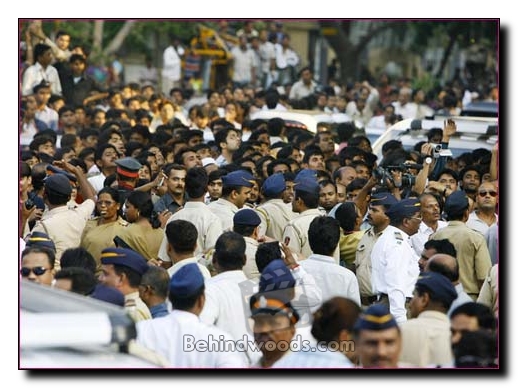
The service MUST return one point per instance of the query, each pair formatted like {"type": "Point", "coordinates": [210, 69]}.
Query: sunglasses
{"type": "Point", "coordinates": [484, 193]}
{"type": "Point", "coordinates": [38, 271]}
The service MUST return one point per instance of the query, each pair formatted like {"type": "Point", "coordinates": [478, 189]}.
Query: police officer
{"type": "Point", "coordinates": [274, 212]}
{"type": "Point", "coordinates": [394, 263]}
{"type": "Point", "coordinates": [123, 269]}
{"type": "Point", "coordinates": [127, 177]}
{"type": "Point", "coordinates": [376, 217]}
{"type": "Point", "coordinates": [305, 202]}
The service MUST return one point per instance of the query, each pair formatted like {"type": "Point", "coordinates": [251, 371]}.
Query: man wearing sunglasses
{"type": "Point", "coordinates": [38, 265]}
{"type": "Point", "coordinates": [485, 214]}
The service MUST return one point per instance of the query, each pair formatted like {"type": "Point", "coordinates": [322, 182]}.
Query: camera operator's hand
{"type": "Point", "coordinates": [450, 128]}
{"type": "Point", "coordinates": [426, 149]}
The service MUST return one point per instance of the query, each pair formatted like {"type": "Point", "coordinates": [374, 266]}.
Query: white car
{"type": "Point", "coordinates": [472, 133]}
{"type": "Point", "coordinates": [60, 330]}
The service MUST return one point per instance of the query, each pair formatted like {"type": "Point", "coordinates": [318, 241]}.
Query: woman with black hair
{"type": "Point", "coordinates": [144, 234]}
{"type": "Point", "coordinates": [99, 232]}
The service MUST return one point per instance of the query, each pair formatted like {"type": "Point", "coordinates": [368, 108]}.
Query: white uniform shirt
{"type": "Point", "coordinates": [172, 64]}
{"type": "Point", "coordinates": [227, 307]}
{"type": "Point", "coordinates": [206, 222]}
{"type": "Point", "coordinates": [421, 237]}
{"type": "Point", "coordinates": [33, 76]}
{"type": "Point", "coordinates": [225, 210]}
{"type": "Point", "coordinates": [394, 269]}
{"type": "Point", "coordinates": [179, 338]}
{"type": "Point", "coordinates": [331, 278]}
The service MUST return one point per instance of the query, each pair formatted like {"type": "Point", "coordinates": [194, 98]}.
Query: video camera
{"type": "Point", "coordinates": [384, 174]}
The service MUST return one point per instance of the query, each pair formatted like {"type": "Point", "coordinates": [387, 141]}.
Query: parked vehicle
{"type": "Point", "coordinates": [59, 329]}
{"type": "Point", "coordinates": [472, 133]}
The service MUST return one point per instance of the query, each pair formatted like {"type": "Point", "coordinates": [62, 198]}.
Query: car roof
{"type": "Point", "coordinates": [61, 329]}
{"type": "Point", "coordinates": [472, 133]}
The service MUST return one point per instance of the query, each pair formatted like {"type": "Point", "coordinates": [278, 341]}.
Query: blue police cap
{"type": "Point", "coordinates": [438, 286]}
{"type": "Point", "coordinates": [125, 257]}
{"type": "Point", "coordinates": [383, 199]}
{"type": "Point", "coordinates": [247, 217]}
{"type": "Point", "coordinates": [263, 304]}
{"type": "Point", "coordinates": [186, 281]}
{"type": "Point", "coordinates": [58, 183]}
{"type": "Point", "coordinates": [274, 185]}
{"type": "Point", "coordinates": [456, 202]}
{"type": "Point", "coordinates": [404, 208]}
{"type": "Point", "coordinates": [276, 276]}
{"type": "Point", "coordinates": [238, 178]}
{"type": "Point", "coordinates": [108, 294]}
{"type": "Point", "coordinates": [40, 239]}
{"type": "Point", "coordinates": [375, 317]}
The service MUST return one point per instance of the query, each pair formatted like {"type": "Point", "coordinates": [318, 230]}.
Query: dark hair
{"type": "Point", "coordinates": [78, 257]}
{"type": "Point", "coordinates": [82, 280]}
{"type": "Point", "coordinates": [182, 236]}
{"type": "Point", "coordinates": [346, 216]}
{"type": "Point", "coordinates": [323, 235]}
{"type": "Point", "coordinates": [51, 256]}
{"type": "Point", "coordinates": [157, 278]}
{"type": "Point", "coordinates": [267, 252]}
{"type": "Point", "coordinates": [229, 251]}
{"type": "Point", "coordinates": [485, 317]}
{"type": "Point", "coordinates": [142, 201]}
{"type": "Point", "coordinates": [196, 182]}
{"type": "Point", "coordinates": [311, 200]}
{"type": "Point", "coordinates": [186, 303]}
{"type": "Point", "coordinates": [332, 317]}
{"type": "Point", "coordinates": [345, 131]}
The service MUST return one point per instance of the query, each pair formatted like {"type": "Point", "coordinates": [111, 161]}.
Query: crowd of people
{"type": "Point", "coordinates": [244, 243]}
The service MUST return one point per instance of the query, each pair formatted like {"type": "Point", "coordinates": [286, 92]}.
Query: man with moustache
{"type": "Point", "coordinates": [376, 217]}
{"type": "Point", "coordinates": [431, 222]}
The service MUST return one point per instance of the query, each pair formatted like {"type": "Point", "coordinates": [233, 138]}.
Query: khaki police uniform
{"type": "Point", "coordinates": [275, 215]}
{"type": "Point", "coordinates": [472, 254]}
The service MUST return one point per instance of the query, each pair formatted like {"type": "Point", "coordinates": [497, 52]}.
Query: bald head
{"type": "Point", "coordinates": [445, 265]}
{"type": "Point", "coordinates": [345, 175]}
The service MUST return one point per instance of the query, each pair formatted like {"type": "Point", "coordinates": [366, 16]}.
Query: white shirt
{"type": "Point", "coordinates": [331, 278]}
{"type": "Point", "coordinates": [33, 76]}
{"type": "Point", "coordinates": [421, 237]}
{"type": "Point", "coordinates": [175, 335]}
{"type": "Point", "coordinates": [225, 210]}
{"type": "Point", "coordinates": [97, 181]}
{"type": "Point", "coordinates": [172, 64]}
{"type": "Point", "coordinates": [206, 222]}
{"type": "Point", "coordinates": [394, 269]}
{"type": "Point", "coordinates": [227, 307]}
{"type": "Point", "coordinates": [243, 62]}
{"type": "Point", "coordinates": [477, 224]}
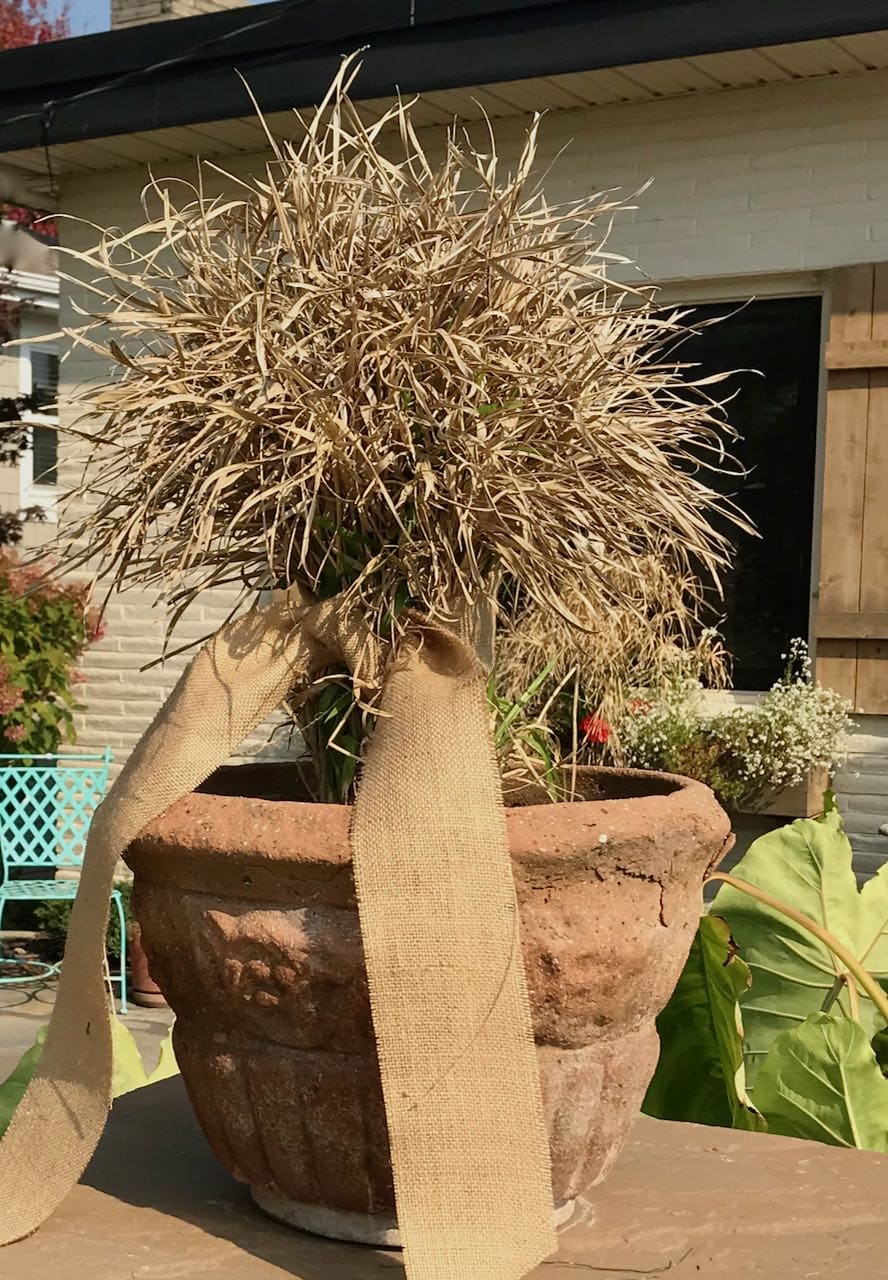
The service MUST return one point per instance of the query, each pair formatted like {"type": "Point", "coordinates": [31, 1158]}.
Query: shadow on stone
{"type": "Point", "coordinates": [154, 1155]}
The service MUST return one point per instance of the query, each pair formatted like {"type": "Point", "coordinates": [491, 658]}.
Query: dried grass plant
{"type": "Point", "coordinates": [398, 380]}
{"type": "Point", "coordinates": [651, 638]}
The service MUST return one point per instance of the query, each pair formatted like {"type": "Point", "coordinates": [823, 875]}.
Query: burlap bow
{"type": "Point", "coordinates": [439, 926]}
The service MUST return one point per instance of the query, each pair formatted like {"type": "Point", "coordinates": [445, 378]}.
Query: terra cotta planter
{"type": "Point", "coordinates": [250, 924]}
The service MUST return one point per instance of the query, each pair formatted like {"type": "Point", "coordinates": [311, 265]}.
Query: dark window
{"type": "Point", "coordinates": [45, 446]}
{"type": "Point", "coordinates": [45, 378]}
{"type": "Point", "coordinates": [768, 592]}
{"type": "Point", "coordinates": [44, 440]}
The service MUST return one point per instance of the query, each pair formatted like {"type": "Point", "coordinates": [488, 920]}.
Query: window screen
{"type": "Point", "coordinates": [768, 593]}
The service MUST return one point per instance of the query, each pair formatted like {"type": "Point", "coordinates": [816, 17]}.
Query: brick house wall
{"type": "Point", "coordinates": [756, 190]}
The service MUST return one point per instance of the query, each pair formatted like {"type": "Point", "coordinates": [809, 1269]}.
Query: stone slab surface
{"type": "Point", "coordinates": [24, 1009]}
{"type": "Point", "coordinates": [687, 1202]}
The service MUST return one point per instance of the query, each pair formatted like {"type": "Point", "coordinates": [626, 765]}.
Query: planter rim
{"type": "Point", "coordinates": [306, 837]}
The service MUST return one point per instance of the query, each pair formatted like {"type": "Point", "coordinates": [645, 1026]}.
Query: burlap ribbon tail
{"type": "Point", "coordinates": [438, 920]}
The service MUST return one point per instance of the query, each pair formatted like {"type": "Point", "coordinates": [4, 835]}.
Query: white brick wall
{"type": "Point", "coordinates": [746, 183]}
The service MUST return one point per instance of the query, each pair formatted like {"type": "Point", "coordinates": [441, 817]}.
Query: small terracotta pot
{"type": "Point", "coordinates": [143, 990]}
{"type": "Point", "coordinates": [250, 923]}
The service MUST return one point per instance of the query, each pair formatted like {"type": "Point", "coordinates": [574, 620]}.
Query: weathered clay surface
{"type": "Point", "coordinates": [250, 924]}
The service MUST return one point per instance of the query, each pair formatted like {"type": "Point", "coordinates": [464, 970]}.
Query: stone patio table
{"type": "Point", "coordinates": [687, 1202]}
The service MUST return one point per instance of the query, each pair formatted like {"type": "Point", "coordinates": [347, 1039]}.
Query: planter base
{"type": "Point", "coordinates": [335, 1224]}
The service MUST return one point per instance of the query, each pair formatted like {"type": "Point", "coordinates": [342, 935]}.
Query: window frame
{"type": "Point", "coordinates": [691, 292]}
{"type": "Point", "coordinates": [32, 494]}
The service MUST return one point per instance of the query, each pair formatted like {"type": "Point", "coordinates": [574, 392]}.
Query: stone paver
{"type": "Point", "coordinates": [24, 1009]}
{"type": "Point", "coordinates": [683, 1202]}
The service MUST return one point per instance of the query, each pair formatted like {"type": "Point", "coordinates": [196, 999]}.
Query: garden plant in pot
{"type": "Point", "coordinates": [393, 393]}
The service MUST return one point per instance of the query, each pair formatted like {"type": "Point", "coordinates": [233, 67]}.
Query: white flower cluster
{"type": "Point", "coordinates": [660, 723]}
{"type": "Point", "coordinates": [796, 727]}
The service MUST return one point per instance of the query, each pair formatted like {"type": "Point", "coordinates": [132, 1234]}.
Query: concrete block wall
{"type": "Point", "coordinates": [136, 13]}
{"type": "Point", "coordinates": [746, 184]}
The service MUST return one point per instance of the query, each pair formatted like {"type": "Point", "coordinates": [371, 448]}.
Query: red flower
{"type": "Point", "coordinates": [594, 728]}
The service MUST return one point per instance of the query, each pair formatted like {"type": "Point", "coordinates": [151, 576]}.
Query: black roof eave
{"type": "Point", "coordinates": [288, 53]}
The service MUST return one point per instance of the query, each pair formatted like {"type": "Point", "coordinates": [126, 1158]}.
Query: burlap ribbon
{"type": "Point", "coordinates": [439, 926]}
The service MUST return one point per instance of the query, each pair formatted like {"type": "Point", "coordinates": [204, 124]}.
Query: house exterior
{"type": "Point", "coordinates": [759, 133]}
{"type": "Point", "coordinates": [30, 368]}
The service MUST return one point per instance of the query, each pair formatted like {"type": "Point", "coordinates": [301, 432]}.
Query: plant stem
{"type": "Point", "coordinates": [864, 977]}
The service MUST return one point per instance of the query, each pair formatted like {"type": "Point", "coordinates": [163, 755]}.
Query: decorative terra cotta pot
{"type": "Point", "coordinates": [246, 903]}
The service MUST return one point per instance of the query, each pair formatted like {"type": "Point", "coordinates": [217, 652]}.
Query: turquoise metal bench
{"type": "Point", "coordinates": [46, 804]}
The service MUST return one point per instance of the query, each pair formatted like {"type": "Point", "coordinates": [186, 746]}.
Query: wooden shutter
{"type": "Point", "coordinates": [851, 621]}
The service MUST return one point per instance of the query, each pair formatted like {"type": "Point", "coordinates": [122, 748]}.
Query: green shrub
{"type": "Point", "coordinates": [44, 629]}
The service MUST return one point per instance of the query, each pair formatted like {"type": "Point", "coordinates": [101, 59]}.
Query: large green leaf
{"type": "Point", "coordinates": [808, 865]}
{"type": "Point", "coordinates": [820, 1080]}
{"type": "Point", "coordinates": [880, 1048]}
{"type": "Point", "coordinates": [14, 1086]}
{"type": "Point", "coordinates": [700, 1074]}
{"type": "Point", "coordinates": [129, 1070]}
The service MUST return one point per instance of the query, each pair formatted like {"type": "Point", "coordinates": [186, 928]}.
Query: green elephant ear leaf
{"type": "Point", "coordinates": [14, 1086]}
{"type": "Point", "coordinates": [806, 864]}
{"type": "Point", "coordinates": [880, 1050]}
{"type": "Point", "coordinates": [700, 1075]}
{"type": "Point", "coordinates": [129, 1070]}
{"type": "Point", "coordinates": [822, 1080]}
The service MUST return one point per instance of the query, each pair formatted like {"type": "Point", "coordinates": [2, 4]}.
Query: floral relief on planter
{"type": "Point", "coordinates": [250, 923]}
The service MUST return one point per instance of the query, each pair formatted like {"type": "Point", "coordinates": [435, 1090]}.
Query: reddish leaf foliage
{"type": "Point", "coordinates": [30, 22]}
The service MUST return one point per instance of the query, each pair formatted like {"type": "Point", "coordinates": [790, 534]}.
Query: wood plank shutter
{"type": "Point", "coordinates": [851, 622]}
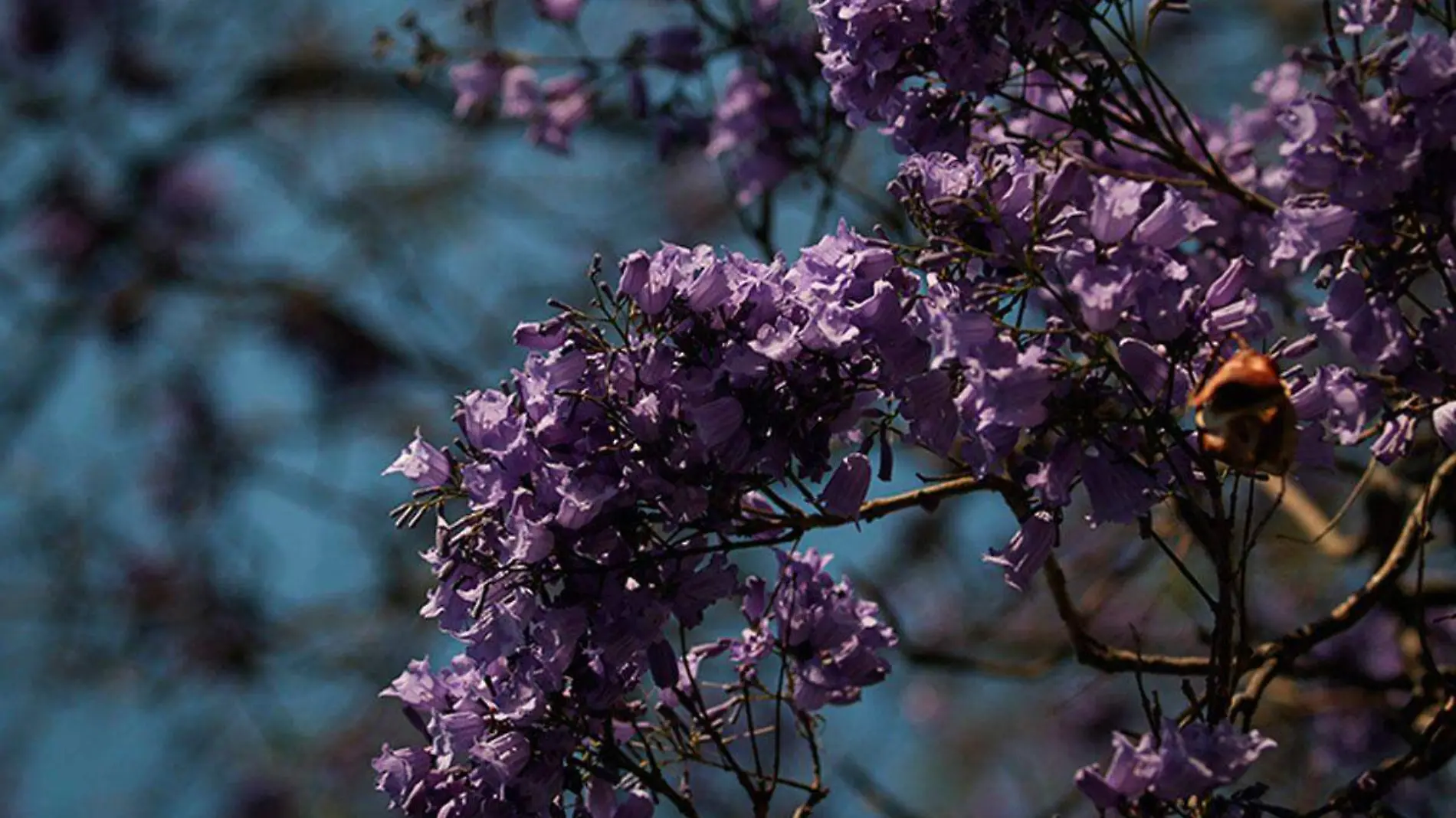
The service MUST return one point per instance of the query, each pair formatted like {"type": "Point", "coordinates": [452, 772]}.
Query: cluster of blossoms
{"type": "Point", "coordinates": [920, 67]}
{"type": "Point", "coordinates": [1179, 763]}
{"type": "Point", "coordinates": [756, 126]}
{"type": "Point", "coordinates": [1079, 280]}
{"type": "Point", "coordinates": [606, 475]}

What you have to do
Please return each line of the records that contains the word "uniform", copied without any change.

Solution to this task
Query: white uniform shirt
Query: khaki police uniform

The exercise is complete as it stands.